_Aim:_
Copy every one of the following entries word for word.

* Start *

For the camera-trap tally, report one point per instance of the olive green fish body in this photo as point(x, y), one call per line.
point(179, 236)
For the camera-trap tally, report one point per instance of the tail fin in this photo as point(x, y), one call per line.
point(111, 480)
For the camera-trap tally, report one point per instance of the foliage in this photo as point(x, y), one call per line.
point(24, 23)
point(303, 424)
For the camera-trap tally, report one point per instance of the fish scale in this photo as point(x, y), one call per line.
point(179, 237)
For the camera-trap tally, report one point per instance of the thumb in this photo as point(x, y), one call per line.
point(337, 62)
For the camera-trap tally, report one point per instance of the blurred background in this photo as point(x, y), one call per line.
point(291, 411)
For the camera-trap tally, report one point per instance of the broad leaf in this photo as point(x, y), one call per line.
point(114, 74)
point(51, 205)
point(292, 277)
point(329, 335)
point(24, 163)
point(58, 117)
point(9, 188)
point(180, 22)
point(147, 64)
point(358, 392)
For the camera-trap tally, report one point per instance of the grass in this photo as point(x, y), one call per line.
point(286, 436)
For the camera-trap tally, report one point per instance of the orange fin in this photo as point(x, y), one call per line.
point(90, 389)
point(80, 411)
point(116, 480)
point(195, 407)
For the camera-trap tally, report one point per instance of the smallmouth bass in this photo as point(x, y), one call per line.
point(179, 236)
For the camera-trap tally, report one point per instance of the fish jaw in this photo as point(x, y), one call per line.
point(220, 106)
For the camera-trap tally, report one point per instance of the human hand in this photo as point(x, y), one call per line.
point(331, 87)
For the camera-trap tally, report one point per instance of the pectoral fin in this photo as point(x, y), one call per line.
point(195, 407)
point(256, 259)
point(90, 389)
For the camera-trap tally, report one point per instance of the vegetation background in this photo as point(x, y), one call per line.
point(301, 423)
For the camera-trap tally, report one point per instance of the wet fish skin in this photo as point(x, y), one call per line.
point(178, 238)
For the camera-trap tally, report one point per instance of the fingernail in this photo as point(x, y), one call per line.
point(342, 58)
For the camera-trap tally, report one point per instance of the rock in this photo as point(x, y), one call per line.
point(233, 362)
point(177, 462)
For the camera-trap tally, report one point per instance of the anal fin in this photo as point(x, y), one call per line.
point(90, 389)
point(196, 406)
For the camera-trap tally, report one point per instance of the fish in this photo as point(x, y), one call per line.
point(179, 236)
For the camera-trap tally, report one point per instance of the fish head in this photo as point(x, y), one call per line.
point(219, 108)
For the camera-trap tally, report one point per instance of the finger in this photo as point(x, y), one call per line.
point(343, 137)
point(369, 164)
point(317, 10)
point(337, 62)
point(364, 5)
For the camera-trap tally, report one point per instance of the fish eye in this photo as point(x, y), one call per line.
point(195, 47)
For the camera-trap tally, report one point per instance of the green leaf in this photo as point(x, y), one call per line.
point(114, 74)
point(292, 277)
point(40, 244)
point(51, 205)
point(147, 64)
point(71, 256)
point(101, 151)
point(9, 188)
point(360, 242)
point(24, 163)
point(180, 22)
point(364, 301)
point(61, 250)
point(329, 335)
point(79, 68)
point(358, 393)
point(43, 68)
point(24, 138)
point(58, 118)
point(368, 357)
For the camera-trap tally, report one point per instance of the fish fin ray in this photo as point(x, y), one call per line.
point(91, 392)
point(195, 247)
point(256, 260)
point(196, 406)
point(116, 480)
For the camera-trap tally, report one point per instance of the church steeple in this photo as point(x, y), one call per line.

* End *

_Worked answer:_
For the camera-trap tally, report one point per instance of the olive green fish body in this photo as point(x, y), one call per line.
point(179, 236)
For the camera-trap tally, report one point per instance of the tail fin in this photo as point(x, y), one call per line.
point(111, 480)
For the camera-trap tally, report one point per instance of the foliage in this photo as point(x, y), one call per line.
point(24, 23)
point(303, 424)
For the camera-trap tally, report one point per instance of the fish scale in this photo as point(x, y), one call per line.
point(179, 237)
For the camera-trap tally, report one point per instance of the thumb in this photo as point(x, y), one call per line.
point(337, 62)
For the camera-trap tally, report one point per instance of the blurred background in this photo as point(x, y), one call per line.
point(291, 411)
For the camera-trap tally, report one point per instance of the broad leaf in this photo as point(x, y), one call per line.
point(114, 74)
point(51, 205)
point(292, 277)
point(329, 335)
point(24, 163)
point(58, 117)
point(9, 188)
point(180, 22)
point(147, 64)
point(358, 392)
For the camera-trap tally, report one point per instance of the grass in this photo as point(x, y), one call per line.
point(286, 436)
For the camera-trap tally, report one point per instance of the orange fin in this photo as point(x, y), one call per line.
point(90, 389)
point(80, 411)
point(116, 480)
point(195, 407)
For the camera-trap tally, report one point per instance of the smallmouth bass in this photo as point(x, y), one call per line.
point(179, 236)
For the camera-trap tally, report one point per instance of the fish jaw in this photo as point(x, y), one call per line.
point(220, 106)
For the camera-trap tally, report one point per instance of the human hand in this photo as point(x, y), one call per line.
point(331, 87)
For the camera-trap tally, report one point per instance of the pectoral fin in this photo as point(x, y), one call per line.
point(195, 407)
point(256, 259)
point(90, 389)
For the camera-trap tally, report one point per instance of the vegetation background in this photo as point(x, y), one call per line.
point(301, 423)
For the camera-trap tally, report one point per instance of the wet fish skin in this photo as point(x, y), one call per line.
point(178, 238)
For the camera-trap tally, report one point per instance of the fingernail in this photo as point(x, y), one call per line.
point(342, 58)
For the camera-trap tally, report one point per instance of the rock in this photo as point(x, y), one call per line.
point(233, 362)
point(177, 462)
For the camera-trap tally, report one point per instance of the anal fin in this photo as point(x, y), one call per line.
point(90, 389)
point(196, 406)
For the camera-trap tally, report one point per instance of the fish in this photo as point(x, y), one call per line.
point(179, 236)
For the camera-trap tally, report one point per instance of the fish head in this photo as point(x, y), one call per line.
point(219, 108)
For the camera-trap tally, report one point per instance of the finger in this photo as point(x, y), one call per line.
point(343, 137)
point(369, 164)
point(317, 10)
point(337, 62)
point(364, 5)
For the camera-trap tally, report one point per instance of the fish eye in this photo as point(x, y), one call per line.
point(195, 47)
For the camera-trap tally, report one point per instance of the green leaf in this photo as point(x, y), one call per line.
point(114, 74)
point(292, 277)
point(40, 244)
point(51, 205)
point(147, 64)
point(71, 256)
point(101, 151)
point(9, 188)
point(360, 242)
point(24, 163)
point(180, 22)
point(364, 301)
point(61, 250)
point(329, 335)
point(79, 68)
point(358, 393)
point(43, 68)
point(24, 138)
point(58, 118)
point(368, 357)
For the camera-trap tally, report one point per instance of the fish fin ray in this photo as point(x, y), one call per line.
point(91, 392)
point(195, 247)
point(256, 260)
point(196, 406)
point(116, 480)
For the camera-trap tally, report one point per instance of the church steeple in this photo as point(x, y), one call per line.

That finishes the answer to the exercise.